SOURCE:
Over the past few weeks, we’ve watched the School of Rock’s tributes to Eric Clapton, Steely Dan, and, last Saturday, CBGB. As always, the kids were as impressive as the finest adult cover bands. But Serena hasn’t made a lot of friends at the cliquey school, so she usually watches with detachment instead of excitement.

Consequently, I was worried that I’d made a mistake spending $100 for our two tickets to see Cheap Trick at the Rams Head, catty corner to Angel’s Rock Bar, where Marty and I bobbed up and down to old favorites by the Bad Brains and Television, while Serena read a book of ghost stories on a sofa in the corner. After the show, I fueled her up on some crappy McDonald’s food (which helped her recall why she hasn’t eaten anything from McDonald’s in over two years), and we took our place in line in the long hallway of the club, where someone said, “I hate people who come to see the opening act.”

“Are you kidding?” I asked. “I went to see an opening act called Cheap Trick in 1979 at the Baltimore Civic Center!” They were on the bill with UFO, whom I liked, and Rush, whom I loathed. I pulled out my photos of that night—Robin signing an autograph while being pulled out the door by his tour manager, Rick giving me the thumbs up in front of a curtain. My treasures. “It’s people like us who turn opening acts into superstars.”

When we got in, we made our way quickly to a spot at the balcony, where no people could push in front of us and where we’d have room to lean and a place to put drinks—important, as I had to pre-caffeinate the kid to keep her standing.

Jason Faulkner (who is as easy on the eyes as a young Jon Bon Jovi) and Roger Manning of Jellyfish were the openers, and I could feel Serena’s excitement growing. But when it was time for the greatest fucking rock and roll band to take the stage, I could see that edge in her. She was captivated, enrapt. She screamed and yelled and woo-hooed and reveled in wide-eyed awe. And while she didn’t know a lot of the songs, she sang along anyway, because you can do that with Cheap Trick. They were never a band to be bogged down by pesky political verse and awkward, fancy timings. They are jump-up-and-down-able; even the crippled old mommies became all right while they played. And, damn it, they are still cute after all these years. Hello, Tom Petersson, you handsome old dandy in your purple duster and your rhinestone-spangled bass!

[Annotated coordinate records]
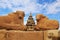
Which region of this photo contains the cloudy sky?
[0,0,60,24]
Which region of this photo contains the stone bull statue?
[35,14,59,30]
[0,11,26,30]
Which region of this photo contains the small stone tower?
[26,13,35,31]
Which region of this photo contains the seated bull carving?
[0,11,26,30]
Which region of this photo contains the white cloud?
[0,0,60,24]
[47,0,60,14]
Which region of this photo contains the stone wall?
[0,30,43,40]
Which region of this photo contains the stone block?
[8,31,43,40]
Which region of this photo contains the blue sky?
[0,0,60,24]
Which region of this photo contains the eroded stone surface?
[0,11,25,30]
[36,14,59,30]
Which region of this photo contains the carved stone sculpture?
[35,14,59,30]
[0,11,26,30]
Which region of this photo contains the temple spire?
[26,13,35,30]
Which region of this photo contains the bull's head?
[36,14,46,21]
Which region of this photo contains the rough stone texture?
[44,30,58,40]
[0,30,6,40]
[0,11,26,30]
[35,14,59,30]
[8,31,43,40]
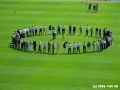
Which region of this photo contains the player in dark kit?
[88,3,92,11]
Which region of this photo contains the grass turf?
[0,0,120,90]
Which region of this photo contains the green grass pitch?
[0,0,120,90]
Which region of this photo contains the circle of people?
[12,25,113,54]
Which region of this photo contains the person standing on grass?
[25,41,28,51]
[29,40,33,52]
[93,5,96,13]
[48,25,52,34]
[96,40,100,52]
[33,41,37,51]
[57,24,61,34]
[62,25,65,34]
[96,4,98,12]
[79,26,83,35]
[83,42,86,53]
[68,43,71,54]
[95,28,98,38]
[35,25,38,36]
[92,41,95,52]
[99,28,102,38]
[73,42,76,54]
[31,26,34,36]
[73,26,76,35]
[52,42,55,54]
[76,42,80,53]
[69,25,72,35]
[63,42,66,54]
[43,41,46,53]
[48,41,51,54]
[52,30,56,39]
[17,38,20,50]
[90,27,93,37]
[38,41,42,53]
[43,25,46,35]
[56,42,60,54]
[39,25,43,35]
[88,3,92,12]
[87,41,91,52]
[86,25,89,36]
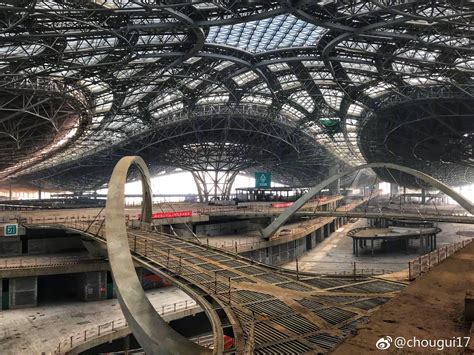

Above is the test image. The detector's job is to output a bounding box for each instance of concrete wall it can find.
[242,220,343,266]
[9,277,38,309]
[76,271,107,301]
[28,236,84,254]
[0,237,21,256]
[196,220,252,237]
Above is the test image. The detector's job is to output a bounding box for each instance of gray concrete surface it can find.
[0,287,190,355]
[283,219,474,274]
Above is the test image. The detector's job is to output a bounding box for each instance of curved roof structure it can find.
[0,0,474,189]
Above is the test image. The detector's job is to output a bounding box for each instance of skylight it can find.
[207,15,326,53]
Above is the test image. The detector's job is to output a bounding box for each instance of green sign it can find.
[255,173,272,187]
[3,224,18,236]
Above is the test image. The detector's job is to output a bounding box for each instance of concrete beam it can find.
[105,156,212,355]
[261,163,474,239]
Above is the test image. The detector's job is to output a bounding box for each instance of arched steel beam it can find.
[105,156,212,355]
[261,163,474,239]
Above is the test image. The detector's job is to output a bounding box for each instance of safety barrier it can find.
[53,299,198,355]
[408,239,472,281]
[0,256,104,269]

REQUEST:
Answer these questions from the Cheap Trick concert account:
1. How much did the writer pay for the two tickets to the Rams Head show?
2. In what year did the writer see Cheap Trick as an opening act at the Baltimore Civic Center?
3. Who opened for Cheap Trick at the Rams Head?
Answer from the text only, not the data.

SOLUTION TO THIS PROBLEM:
1. $100.
2. 1979.
3. Jason Faulkner and Roger Manning of Jellyfish.